In televised remarks broadcast to Americans late Tuesday from Bagram Airbase, Mr. Obama reaffirmed the transition in Afghanistan — with U.S. combat troops completing their withdrawal and Afghans taking full security control of their country by 2014.

The president said the United States will continue to support counterterrorism and training efforts in Afghanistan, but “will not build permanent bases” in the country. Hours earlier, Mr. Obama and Afghan President Hamid Karzai signed a strategic partnership agreement outlining the U.S. role in Afghanistan beyond 2014.

In his speech Tuesday, President Obama made clear, “our goal is not to build a country in America's image, or to eradicate every vestige of the Taliban,” objectives that would “require many more years, many more dollars and many more American lives.” The U.S. leader said the goal is to destroy al-Qaida.

The U.S.-Afghan strategic agreement does not commit the United States to any specific troop presence but pledges American aid for Afghanistan for at least a decade after the withdrawal of the last U.S. troops.

Around 90,000 U.S. troops currently serve in Afghanistan. Some 33,000 American forces will have pulled out of Afghanistan by September of this year, with Afghans in control of

Senior U.S. officials told VOA the pact is part of a larger strategy to stabilize Afghanistan and defeat extremist forces in the region. They said the plan includes transitioning to an Afghan-led security force expected to peak at 352,000 Afghan troops this year.

Another key element of the strategy involves Afghan-led reconciliation with the Taliban, which the officials said can move forward if the group breaks its ties with al-Qaida.

Raw data
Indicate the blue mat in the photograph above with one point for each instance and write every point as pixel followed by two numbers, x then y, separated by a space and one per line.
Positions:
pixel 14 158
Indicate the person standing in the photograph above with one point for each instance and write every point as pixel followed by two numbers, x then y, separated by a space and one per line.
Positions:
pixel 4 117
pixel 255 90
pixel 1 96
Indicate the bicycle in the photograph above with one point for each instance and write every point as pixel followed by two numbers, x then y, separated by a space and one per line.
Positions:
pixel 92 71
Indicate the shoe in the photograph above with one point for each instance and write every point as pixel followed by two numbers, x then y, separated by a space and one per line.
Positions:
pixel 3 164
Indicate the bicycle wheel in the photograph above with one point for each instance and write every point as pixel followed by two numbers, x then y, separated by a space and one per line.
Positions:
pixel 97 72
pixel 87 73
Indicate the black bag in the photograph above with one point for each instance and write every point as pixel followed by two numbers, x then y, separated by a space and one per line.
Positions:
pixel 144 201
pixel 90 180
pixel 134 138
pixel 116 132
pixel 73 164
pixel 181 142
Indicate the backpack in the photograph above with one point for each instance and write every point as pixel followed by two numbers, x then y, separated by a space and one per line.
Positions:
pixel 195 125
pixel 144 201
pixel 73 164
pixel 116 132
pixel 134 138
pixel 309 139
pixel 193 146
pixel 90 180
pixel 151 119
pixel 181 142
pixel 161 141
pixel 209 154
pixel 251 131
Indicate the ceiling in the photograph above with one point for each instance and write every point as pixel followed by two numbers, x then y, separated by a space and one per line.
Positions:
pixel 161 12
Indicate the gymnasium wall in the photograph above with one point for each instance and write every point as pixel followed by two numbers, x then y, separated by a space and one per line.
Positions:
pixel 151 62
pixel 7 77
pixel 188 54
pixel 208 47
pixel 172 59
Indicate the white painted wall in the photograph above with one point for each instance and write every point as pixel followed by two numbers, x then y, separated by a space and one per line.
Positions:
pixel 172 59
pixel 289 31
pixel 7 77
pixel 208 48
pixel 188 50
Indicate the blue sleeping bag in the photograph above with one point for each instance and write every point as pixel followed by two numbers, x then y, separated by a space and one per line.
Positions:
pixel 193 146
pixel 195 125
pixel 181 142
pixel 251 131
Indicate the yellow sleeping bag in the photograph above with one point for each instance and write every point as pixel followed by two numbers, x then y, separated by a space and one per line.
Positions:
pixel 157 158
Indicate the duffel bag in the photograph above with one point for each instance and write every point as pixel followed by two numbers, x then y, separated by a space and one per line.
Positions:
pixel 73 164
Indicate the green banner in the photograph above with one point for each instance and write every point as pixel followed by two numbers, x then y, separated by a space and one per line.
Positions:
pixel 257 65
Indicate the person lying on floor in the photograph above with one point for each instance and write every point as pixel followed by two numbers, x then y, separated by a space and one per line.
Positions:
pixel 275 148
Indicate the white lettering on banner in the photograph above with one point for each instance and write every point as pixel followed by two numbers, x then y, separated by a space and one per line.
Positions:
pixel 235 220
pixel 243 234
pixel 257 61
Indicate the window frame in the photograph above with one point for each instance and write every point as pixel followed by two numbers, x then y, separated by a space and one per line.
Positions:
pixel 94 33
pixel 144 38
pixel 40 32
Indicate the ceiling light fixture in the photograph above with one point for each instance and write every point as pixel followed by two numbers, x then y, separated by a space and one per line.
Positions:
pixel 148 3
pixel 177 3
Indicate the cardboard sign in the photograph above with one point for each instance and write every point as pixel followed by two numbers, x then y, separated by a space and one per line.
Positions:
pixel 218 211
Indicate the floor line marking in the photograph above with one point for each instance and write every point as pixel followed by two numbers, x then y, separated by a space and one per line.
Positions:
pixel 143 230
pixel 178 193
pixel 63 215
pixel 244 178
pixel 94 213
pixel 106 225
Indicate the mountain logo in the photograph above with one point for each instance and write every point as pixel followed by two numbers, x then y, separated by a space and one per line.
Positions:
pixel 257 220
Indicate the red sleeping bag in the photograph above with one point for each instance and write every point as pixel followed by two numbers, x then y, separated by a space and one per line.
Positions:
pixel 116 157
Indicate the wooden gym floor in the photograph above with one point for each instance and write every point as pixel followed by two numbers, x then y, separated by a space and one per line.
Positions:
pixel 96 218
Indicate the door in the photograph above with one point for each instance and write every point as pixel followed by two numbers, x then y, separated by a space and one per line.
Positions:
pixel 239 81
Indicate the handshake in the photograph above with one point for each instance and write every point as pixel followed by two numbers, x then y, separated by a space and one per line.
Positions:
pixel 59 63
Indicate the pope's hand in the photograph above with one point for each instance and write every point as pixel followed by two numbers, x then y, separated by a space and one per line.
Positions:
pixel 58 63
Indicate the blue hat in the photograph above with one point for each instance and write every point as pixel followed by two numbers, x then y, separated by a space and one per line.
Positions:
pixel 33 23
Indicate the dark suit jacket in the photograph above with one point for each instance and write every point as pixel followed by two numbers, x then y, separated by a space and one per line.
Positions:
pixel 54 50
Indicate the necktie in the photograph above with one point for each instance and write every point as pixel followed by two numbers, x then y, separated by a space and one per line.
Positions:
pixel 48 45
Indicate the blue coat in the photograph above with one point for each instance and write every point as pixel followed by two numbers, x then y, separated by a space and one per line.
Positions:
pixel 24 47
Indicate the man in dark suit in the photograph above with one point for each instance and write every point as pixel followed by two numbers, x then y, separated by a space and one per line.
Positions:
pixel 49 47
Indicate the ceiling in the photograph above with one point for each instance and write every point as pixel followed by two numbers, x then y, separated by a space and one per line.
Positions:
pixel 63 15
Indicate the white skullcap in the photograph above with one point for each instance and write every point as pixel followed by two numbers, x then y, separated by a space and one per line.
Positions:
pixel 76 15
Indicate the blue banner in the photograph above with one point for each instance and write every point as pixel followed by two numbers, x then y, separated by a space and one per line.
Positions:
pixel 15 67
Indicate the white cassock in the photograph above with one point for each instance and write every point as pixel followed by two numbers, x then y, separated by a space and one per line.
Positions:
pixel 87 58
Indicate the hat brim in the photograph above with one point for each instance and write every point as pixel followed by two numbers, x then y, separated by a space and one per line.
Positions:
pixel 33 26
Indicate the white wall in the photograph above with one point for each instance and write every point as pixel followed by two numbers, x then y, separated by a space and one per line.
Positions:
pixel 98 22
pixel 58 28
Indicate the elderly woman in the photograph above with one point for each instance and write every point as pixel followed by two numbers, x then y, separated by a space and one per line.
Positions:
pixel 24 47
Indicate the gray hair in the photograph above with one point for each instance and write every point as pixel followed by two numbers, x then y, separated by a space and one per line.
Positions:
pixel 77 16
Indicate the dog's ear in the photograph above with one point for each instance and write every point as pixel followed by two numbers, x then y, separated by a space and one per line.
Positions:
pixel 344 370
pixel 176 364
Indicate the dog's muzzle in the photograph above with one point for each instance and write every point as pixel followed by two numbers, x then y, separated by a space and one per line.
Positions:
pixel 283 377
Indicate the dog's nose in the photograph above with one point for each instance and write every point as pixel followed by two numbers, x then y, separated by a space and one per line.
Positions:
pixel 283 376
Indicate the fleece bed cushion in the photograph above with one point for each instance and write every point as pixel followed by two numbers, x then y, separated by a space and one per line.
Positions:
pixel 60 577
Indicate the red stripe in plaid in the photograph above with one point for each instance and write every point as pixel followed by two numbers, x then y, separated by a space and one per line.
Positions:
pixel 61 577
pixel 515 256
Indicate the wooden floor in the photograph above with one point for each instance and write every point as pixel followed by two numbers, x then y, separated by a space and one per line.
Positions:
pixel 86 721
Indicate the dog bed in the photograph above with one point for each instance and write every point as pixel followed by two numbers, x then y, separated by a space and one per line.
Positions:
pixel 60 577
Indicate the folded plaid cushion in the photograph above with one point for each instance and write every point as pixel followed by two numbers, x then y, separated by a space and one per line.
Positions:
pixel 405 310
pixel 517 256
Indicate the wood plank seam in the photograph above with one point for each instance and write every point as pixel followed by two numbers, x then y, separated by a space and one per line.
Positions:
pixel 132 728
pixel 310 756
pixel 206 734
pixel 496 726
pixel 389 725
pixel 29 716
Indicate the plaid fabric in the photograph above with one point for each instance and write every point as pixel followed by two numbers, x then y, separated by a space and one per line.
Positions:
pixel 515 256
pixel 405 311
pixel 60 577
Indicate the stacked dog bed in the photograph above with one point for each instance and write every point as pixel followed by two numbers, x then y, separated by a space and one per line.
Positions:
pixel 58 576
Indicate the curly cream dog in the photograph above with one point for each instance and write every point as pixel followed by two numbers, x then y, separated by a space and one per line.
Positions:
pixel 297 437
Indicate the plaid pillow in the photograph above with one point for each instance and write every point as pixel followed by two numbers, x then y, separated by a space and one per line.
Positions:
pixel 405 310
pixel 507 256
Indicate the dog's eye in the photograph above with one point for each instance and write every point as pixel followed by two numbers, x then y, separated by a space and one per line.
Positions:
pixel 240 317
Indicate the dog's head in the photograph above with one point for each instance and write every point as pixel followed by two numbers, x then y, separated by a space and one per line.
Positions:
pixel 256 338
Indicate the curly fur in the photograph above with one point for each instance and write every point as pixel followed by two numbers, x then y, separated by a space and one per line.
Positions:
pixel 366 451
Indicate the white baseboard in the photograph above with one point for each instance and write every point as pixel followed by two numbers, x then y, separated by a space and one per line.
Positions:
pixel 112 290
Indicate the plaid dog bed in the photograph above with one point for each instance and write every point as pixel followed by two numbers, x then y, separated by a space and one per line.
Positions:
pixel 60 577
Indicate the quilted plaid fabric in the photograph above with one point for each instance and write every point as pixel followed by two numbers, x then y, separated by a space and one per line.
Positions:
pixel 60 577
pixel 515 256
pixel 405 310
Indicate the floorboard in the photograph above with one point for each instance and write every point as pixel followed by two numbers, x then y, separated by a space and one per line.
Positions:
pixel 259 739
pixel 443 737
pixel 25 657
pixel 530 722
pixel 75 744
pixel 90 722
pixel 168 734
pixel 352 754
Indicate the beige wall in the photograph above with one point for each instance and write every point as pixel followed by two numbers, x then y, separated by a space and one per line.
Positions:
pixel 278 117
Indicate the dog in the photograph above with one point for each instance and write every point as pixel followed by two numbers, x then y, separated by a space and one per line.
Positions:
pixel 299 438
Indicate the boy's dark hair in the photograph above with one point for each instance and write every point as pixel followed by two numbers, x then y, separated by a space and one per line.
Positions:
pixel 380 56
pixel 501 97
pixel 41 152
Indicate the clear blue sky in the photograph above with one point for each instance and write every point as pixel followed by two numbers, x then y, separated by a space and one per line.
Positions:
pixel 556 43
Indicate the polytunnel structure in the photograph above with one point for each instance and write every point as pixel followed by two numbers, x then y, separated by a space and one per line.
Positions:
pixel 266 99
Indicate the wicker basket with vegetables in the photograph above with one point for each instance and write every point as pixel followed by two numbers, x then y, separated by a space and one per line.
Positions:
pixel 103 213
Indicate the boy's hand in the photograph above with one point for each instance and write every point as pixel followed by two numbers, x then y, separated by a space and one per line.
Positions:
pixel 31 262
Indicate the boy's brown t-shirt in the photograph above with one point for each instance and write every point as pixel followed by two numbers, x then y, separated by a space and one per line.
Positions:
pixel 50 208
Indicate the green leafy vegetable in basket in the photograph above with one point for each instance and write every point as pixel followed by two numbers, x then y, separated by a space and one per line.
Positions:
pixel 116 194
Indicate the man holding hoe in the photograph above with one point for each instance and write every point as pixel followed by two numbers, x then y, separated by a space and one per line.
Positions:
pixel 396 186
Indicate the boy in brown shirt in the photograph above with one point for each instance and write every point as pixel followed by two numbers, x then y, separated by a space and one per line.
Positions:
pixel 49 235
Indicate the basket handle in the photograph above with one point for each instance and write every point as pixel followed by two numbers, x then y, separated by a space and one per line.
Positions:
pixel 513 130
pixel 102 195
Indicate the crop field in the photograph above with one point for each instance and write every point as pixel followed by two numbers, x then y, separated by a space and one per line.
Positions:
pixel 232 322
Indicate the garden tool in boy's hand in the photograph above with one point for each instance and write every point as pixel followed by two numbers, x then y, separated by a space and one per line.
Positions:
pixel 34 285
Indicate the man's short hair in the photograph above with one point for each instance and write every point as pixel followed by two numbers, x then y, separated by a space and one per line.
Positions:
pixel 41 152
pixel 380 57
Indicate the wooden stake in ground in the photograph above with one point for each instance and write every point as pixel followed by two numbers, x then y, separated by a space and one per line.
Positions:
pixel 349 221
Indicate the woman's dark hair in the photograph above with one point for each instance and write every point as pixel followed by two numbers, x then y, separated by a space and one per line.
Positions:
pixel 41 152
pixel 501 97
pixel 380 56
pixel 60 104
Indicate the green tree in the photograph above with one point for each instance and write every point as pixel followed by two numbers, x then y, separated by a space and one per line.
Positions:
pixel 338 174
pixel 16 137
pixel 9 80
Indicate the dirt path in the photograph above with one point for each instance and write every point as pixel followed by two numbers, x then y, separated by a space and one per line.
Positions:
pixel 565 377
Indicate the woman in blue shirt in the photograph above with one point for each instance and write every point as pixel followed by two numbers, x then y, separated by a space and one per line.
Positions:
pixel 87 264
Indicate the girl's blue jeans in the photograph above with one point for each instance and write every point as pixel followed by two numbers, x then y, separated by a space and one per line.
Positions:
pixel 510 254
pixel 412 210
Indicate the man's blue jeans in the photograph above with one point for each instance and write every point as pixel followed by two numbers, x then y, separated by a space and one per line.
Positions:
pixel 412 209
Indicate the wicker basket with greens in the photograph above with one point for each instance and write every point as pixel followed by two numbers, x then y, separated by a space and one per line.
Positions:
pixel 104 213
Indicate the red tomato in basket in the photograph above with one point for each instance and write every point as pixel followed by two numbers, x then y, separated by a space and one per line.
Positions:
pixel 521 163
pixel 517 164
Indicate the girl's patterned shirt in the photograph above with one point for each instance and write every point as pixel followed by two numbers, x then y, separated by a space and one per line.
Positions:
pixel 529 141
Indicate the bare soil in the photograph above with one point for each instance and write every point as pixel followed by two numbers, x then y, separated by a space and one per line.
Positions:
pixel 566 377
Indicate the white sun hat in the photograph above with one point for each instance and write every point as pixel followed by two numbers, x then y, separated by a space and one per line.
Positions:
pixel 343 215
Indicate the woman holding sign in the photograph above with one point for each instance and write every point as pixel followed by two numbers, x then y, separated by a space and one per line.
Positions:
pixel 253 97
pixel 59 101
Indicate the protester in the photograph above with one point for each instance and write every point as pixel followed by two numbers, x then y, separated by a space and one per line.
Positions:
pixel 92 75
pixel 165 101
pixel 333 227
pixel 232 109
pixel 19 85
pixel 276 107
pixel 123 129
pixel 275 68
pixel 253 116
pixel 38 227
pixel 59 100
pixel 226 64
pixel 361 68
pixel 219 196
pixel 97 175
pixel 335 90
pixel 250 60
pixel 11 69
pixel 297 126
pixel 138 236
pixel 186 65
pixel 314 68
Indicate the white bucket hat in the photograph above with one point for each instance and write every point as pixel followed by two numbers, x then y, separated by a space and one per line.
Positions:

Exercise A
Based on the passage about the U.S.-Afghan agreement, answer yes or no to whether each statement agrees with it, quoting the deciding words: (i) The strategic agreement commits the United States to a specific troop presence in Afghanistan. (ii) The president said the United States will not build permanent bases in Afghanistan. (iii) The Afghan-led security force is expected to peak at 352,000 troops this year.
Exercise B
Please copy the passage about the U.S.-Afghan agreement from "Another key element" up to and including "ties with al-Qaida.".

Finished answer A
(i) No: "does not commit the United States to any specific troop presence"
(ii) Yes: "will not build permanent bases"
(iii) Yes: "expected to peak at 352,000 Afghan troops this year"

Finished answer B
Another key element of the strategy involves Afghan-led reconciliation with the Taliban, which the officials said can move forward if the group breaks its ties with al-Qaida.